▶ Collection entries:
━━━━━━━━━━━━━━━━━━━━━━━━━━━━━━
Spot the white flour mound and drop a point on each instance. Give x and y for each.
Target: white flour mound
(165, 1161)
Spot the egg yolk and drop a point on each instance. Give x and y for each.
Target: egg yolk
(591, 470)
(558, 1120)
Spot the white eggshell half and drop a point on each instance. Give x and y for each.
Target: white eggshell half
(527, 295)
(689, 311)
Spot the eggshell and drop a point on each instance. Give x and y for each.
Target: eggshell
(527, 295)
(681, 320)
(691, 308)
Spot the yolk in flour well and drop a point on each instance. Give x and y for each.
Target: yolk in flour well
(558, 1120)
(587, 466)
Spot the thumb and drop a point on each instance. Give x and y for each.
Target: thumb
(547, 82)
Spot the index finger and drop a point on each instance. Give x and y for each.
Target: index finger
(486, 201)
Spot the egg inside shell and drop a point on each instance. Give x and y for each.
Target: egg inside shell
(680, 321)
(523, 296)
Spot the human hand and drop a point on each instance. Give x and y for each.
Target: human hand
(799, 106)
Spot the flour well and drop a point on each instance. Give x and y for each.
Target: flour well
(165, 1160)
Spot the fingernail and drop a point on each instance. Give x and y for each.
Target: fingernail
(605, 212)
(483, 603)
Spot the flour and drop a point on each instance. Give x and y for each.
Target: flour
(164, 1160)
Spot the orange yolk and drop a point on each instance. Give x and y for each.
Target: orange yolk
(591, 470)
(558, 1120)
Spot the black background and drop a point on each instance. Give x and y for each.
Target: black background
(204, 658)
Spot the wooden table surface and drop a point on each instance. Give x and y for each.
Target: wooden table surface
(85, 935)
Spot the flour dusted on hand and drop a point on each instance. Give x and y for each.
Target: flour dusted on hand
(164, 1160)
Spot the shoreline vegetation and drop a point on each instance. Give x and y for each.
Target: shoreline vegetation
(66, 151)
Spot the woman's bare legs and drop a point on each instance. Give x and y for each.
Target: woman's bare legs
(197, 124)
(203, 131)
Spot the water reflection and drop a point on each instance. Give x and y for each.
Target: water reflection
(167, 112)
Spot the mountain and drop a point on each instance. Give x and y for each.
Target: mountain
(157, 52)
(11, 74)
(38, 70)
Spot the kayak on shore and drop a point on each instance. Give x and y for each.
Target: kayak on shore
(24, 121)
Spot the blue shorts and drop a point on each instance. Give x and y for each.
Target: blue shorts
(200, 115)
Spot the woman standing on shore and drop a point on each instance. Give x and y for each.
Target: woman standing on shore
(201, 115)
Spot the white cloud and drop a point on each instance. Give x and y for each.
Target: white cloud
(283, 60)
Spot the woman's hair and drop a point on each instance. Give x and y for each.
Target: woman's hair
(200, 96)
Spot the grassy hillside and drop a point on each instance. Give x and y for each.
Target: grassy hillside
━━━━━━━━━━━━━━━━━━━━━━━━━━━━━━
Produce an exact transcription of the lines from the one containing "Spot the kayak" through the end of the records, both included, and no other lines.

▶ TASK ANSWER:
Spot the kayak on shore and drop a point on each instance. Give x and y for each.
Target: kayak on shore
(24, 121)
Spot the blue shorts and drop a point on each instance. Give x and y for each.
Target: blue shorts
(200, 115)
Spot the woman standing on shore and drop a point on each instance. Give x and y for each.
Target: woman standing on shore
(201, 115)
Spot the white cloud and drop a point on each instance. Give x and y for each.
Target: white cloud
(283, 60)
Spot the woman's hair and drop a point on each instance. Give x and y for each.
Target: woman's hair
(200, 96)
Spot the grassy hillside and drop a point on each instance. Give x and y for each.
Target: grassy hillside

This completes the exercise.